### What you need to do
Revise the part that opens with the line containing "[pin] black trousers -- one per line" and closes at the end of the items by replacing "cardboard sign" with "protest sign". Change nothing else.

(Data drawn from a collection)
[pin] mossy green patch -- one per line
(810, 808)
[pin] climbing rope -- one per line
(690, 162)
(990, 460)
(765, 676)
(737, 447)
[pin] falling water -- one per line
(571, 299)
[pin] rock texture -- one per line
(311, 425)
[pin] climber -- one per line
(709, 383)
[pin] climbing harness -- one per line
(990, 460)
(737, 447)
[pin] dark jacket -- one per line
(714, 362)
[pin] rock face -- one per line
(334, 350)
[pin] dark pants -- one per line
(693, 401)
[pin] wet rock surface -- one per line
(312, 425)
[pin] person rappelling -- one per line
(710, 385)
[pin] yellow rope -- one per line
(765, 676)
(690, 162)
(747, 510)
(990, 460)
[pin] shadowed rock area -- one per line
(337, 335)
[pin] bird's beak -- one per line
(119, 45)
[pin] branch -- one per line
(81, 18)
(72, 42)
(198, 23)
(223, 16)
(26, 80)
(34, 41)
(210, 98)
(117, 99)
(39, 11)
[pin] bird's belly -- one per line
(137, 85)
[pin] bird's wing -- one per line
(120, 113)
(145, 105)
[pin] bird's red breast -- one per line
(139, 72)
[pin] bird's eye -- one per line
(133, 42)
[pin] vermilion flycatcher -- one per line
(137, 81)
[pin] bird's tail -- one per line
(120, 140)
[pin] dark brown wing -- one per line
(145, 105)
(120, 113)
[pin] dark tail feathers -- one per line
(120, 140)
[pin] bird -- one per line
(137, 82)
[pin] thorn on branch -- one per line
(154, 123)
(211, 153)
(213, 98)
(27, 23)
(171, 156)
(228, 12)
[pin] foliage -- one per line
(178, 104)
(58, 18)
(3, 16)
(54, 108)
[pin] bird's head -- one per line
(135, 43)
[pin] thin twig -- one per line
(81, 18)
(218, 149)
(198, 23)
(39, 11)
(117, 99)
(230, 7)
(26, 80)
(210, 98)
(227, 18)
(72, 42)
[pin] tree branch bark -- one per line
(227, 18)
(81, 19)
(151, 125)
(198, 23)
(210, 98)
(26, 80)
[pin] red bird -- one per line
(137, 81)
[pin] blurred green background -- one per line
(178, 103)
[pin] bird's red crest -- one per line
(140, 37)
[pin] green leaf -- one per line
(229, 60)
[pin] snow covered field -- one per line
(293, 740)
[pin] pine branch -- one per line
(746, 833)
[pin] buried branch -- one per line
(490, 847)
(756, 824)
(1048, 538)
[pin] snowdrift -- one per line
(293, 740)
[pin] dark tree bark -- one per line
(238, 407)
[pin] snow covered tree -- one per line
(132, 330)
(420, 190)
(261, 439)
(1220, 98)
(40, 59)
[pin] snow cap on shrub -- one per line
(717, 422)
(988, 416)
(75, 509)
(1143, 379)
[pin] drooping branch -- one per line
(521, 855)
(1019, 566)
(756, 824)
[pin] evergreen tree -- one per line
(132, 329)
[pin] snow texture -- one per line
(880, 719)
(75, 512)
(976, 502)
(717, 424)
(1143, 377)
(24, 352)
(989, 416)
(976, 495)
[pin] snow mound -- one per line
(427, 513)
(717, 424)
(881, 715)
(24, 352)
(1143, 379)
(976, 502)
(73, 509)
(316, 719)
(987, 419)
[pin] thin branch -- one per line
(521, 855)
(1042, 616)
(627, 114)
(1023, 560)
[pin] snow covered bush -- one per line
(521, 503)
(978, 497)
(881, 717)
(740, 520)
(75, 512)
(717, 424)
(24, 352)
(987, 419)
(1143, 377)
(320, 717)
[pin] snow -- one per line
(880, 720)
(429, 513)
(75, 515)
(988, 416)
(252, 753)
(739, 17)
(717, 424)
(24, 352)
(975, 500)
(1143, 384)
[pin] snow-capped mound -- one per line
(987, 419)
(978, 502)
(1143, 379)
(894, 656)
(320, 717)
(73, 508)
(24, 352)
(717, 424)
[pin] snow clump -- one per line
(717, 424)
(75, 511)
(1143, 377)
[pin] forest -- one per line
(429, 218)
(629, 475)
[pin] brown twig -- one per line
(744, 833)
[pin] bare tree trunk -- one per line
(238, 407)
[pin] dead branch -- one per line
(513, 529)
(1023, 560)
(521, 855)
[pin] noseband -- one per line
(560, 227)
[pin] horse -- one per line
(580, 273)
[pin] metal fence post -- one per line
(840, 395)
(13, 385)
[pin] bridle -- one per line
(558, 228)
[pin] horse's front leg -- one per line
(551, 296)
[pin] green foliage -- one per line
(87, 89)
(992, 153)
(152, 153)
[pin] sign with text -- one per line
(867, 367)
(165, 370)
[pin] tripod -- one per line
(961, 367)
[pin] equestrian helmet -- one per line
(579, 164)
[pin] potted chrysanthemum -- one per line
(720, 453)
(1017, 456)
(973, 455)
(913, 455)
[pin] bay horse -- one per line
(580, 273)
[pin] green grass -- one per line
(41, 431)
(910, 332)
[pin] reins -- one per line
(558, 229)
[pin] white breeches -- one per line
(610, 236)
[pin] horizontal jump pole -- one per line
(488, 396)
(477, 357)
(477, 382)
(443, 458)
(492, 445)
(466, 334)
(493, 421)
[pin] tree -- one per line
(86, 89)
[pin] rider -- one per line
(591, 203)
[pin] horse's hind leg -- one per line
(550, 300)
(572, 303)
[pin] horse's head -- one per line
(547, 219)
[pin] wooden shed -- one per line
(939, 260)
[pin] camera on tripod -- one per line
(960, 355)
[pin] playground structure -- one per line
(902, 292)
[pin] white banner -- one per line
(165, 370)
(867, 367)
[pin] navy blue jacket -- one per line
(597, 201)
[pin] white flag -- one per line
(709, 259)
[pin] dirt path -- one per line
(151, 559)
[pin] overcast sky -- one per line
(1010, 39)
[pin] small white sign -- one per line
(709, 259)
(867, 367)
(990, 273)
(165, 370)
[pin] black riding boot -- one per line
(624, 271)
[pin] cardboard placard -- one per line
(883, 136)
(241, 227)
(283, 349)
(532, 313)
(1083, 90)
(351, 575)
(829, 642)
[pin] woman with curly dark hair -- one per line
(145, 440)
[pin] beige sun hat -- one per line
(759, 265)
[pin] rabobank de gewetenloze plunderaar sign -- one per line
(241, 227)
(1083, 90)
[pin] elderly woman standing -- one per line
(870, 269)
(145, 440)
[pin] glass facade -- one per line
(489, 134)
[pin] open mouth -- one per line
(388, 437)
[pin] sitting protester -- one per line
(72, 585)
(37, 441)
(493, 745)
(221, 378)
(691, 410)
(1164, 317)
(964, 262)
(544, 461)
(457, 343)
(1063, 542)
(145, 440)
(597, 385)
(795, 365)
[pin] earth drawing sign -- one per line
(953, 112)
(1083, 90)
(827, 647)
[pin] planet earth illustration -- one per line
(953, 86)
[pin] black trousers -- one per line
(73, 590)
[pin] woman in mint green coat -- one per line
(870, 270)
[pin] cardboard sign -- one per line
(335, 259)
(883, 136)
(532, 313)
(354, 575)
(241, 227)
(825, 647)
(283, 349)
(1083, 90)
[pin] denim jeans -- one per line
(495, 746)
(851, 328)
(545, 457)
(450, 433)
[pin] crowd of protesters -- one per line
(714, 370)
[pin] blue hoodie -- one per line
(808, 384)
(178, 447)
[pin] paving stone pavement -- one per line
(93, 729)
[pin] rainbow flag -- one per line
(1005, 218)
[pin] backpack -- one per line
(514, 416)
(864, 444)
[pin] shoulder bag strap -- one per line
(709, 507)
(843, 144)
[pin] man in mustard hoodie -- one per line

### Reply to the exercise
[pin] black trousers -- one per line
(73, 590)
[pin] woman in mint green coat -- one per line
(870, 270)
[pin] protest sign -- one per line
(335, 259)
(883, 136)
(532, 313)
(354, 575)
(241, 227)
(825, 647)
(283, 349)
(1083, 90)
[pin] denim jeans -- one per line
(495, 746)
(851, 328)
(545, 457)
(450, 433)
[pin] crowd of protesters -- one per line
(714, 370)
[pin] blue hoodie -- one per line
(808, 384)
(178, 447)
[pin] paving stone pavement -- one per line
(93, 729)
[pin] rainbow flag -- one per line
(1005, 218)
[pin] backpack -- one per line
(514, 416)
(864, 444)
[pin] shoulder bag strap -- one per line
(709, 507)
(843, 144)
[pin] man in mustard hoodie -- one per line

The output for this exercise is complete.